--- begin SOURCE TEXT ---
Movie Review: Joss Whedon gets ‘The Avengers’ right

Like any right-thinking nerd with no childcare or other scheduling conflicts, I made sure to see “The Avengers” during the opening weekend. Our movie team has covered the film pretty exhaustively, but as both a longtime Avengers fan (who uses this poster as part of his son’s bedtime ritual) and a longtime Joss Whedon fan, I couldn’t resist jumping into the fray. I have a spoiler-filled review (as with many of my TV reviews, designed to be read only after you’ve seen the film) coming up just as soon as I show you my vintage trading cards…

The very first comic book I can recall reading was an Avengers issue that pitted the team against the Absorbing Man. I have been waiting for this movie to be made for a very, very long time. And when you add that general anticipation to the good job Marvel Studios has done with the recent films (the first “Iron Man” and “Captain America” in particular), and then add to that Whedon as writer and director, and I started to fear that nothing short of the “Citizen Kane” of superhero movies was going to live up to my expectations. By the time I saw the trailers – emphasizing all the special effects in the final battle sequence in Manhattan and looking not too different from a Michael Bay film – I began bracing myself for disappointment. Then the early reviews from people like Drew McWeeny were ecstatic, as were the Twitter reactions on Thursday night from trusted fellow geeks who went to one of the midnight screenings. Maybe, I began to tell myself, Joss got it right?

Damn straight he did.

“The Avengers” does not reinvent the superhero movie wheel. It does not chart a bold new direction for the genre in general or for the current batch of Marvel Studios films in particular. It is just a beautifully-executed piece of work that manages to do right by the characters and source material even as it works as a kickass action movie for non-nerds who won’t automatically get goosebumps at seeing the SHIELD helicarrier brought to life or at the glimpse of Thanos in the first of the two bonus scenes.

That Whedon was able to do this shouldn’t be a surprise to anyone who’s paid attention to his work, whether on TV, in comic books or even the “Firefly” movie spin-off “Serenity,” which is itself a ripping action yarn that nobody saw for the same reasons that nobody watched “Firefly.” (And also because it was a spin-off of a TV show that nobody had watched.) The only reason to doubt at all is that when that much money is at stake, and that many egos are involved, there’s always the worry that more powerful people weren’t going to leave Joss to his own devices, and we’d get something like the early episodes of “Dollhouse.”
--- end SOURCE TEXT ---
**WORK TO DO:**
(A) Do these statements agree with the movie review? Answer yes or no for each, and quote the exact words from the review that decide it.
(i) The reviewer saw "The Avengers" during its opening weekend.
(ii) The reviewer says the film charts a bold new direction for the superhero genre.
(iii) The first comic book the reviewer can recall reading had the Avengers facing the Absorbing Man.
(B) Could you extend the movie review of "The Avengers" by a few paragraphs, starting right after its final sentence about the early episodes of "Dollhouse"?
The lines that follow the review are not needed for anything here.
--- begin DATA ENTRIES ---
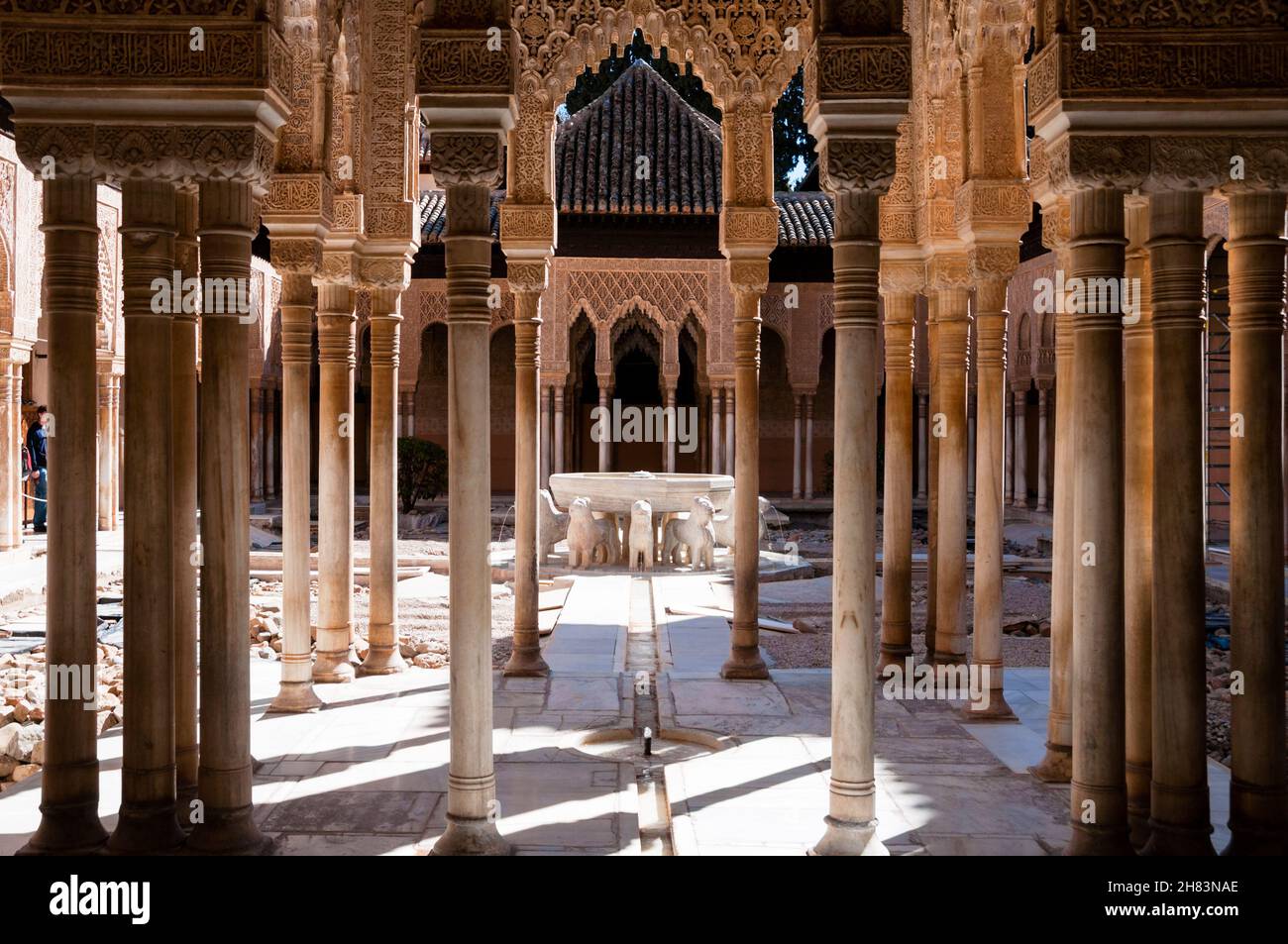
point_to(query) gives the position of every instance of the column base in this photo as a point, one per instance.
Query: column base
(526, 662)
(382, 660)
(471, 837)
(228, 832)
(745, 664)
(997, 710)
(1056, 767)
(295, 697)
(849, 839)
(151, 829)
(1172, 840)
(72, 829)
(333, 668)
(1099, 840)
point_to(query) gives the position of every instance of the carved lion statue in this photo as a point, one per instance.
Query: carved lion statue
(552, 526)
(640, 539)
(590, 541)
(696, 533)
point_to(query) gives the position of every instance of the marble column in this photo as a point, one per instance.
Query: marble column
(559, 430)
(146, 822)
(1056, 764)
(1137, 518)
(809, 446)
(382, 653)
(68, 785)
(897, 504)
(269, 442)
(1098, 798)
(670, 425)
(798, 459)
(184, 544)
(106, 454)
(750, 279)
(1043, 447)
(1258, 823)
(257, 443)
(922, 443)
(545, 393)
(295, 690)
(1021, 447)
(851, 802)
(471, 778)
(729, 432)
(1179, 822)
(949, 597)
(716, 455)
(335, 483)
(228, 224)
(991, 317)
(605, 438)
(527, 281)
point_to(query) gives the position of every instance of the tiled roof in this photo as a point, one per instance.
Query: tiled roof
(804, 219)
(597, 153)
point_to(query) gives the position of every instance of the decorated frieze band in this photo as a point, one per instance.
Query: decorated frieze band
(858, 67)
(149, 151)
(467, 60)
(1167, 162)
(222, 52)
(1154, 65)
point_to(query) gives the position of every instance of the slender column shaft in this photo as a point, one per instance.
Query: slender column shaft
(1258, 823)
(471, 780)
(106, 454)
(1099, 796)
(1021, 449)
(897, 504)
(1137, 527)
(68, 789)
(257, 443)
(1179, 820)
(809, 446)
(545, 394)
(295, 691)
(949, 599)
(851, 807)
(932, 504)
(605, 439)
(1056, 764)
(146, 822)
(797, 445)
(729, 432)
(228, 215)
(990, 507)
(526, 653)
(559, 429)
(1043, 450)
(382, 655)
(922, 446)
(716, 455)
(335, 483)
(745, 660)
(11, 485)
(185, 546)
--- end DATA ENTRIES ---
**RESULTS OF THE TASKS:**
(A)
(i) Yes: "I made sure to see “The Avengers” during the opening weekend"
(ii) No: "It does not chart a bold new direction for the genre in general"
(iii) Yes: "an Avengers issue that pitted the team against the Absorbing Man"

(B)
But he appears to have been allowed to play to his strengths, one of which is a gift for writing generously for an ensemble. Though all four of his TV shows had clear main characters, he very quickly recognized with each that things worked best when everyone got something to do. (And, with some of the shows, they tended to be better when the second bananas got more to do than the lead.) With this movie, there are six leads, and with the possible exception of Hawkeye – who doesn’t get a big intro scene like the others, and who spends roughly the first two-thirds of the movie as a mind-controlled henchman – they’re all treated as equals, regardless of how famous the actor and/or character is. They all get multiple moments to shine, as do genuine supporting characters like Nick Fury, Agent Coulson(*) and Maria Hill.

(*) RIP, Agent Coulson, who becomes the latest victim of Whedon’s penchant for impaling likable characters at inopportune moments. I wonder if the character was always destined to die in this film, or if Joss recognized that the teams’ silly name (which was never properly explained in the comics; the Wasp just thinks it sounds cool) required someone for them to avenge, recognized that the audience would be used to Coulson by now, and that they’d like him because Clark Gregg was so good with such a tiny part, and bumped him off.

And it’s not just that they all get cool action moments, though they do. In the context of the film, the long climax in Manhattan doesn’t feel like a Bay film, because it’s easy to follow most of what’s happening, and the action is always informed by character: that Hulk takes great pleasure in being in a situation where smashing is a good thing, that Cap needs to give the cops a reason to follow his orders, that Hawkeye’s been looking forward to put an arrow through Loki’s eye, etc. That long battle sequence reminded me of Buffy and the Scooby gang’s battle against Glory in the 5th season finale, where Whedon made sure everyone got a good moment (Xander with the construction crane, for instance), but on a much, much bigger scale. It’s closer to the long action climax to “Serenity,” but even here it’s vastly more ambitious. Whedon definitely gives good action.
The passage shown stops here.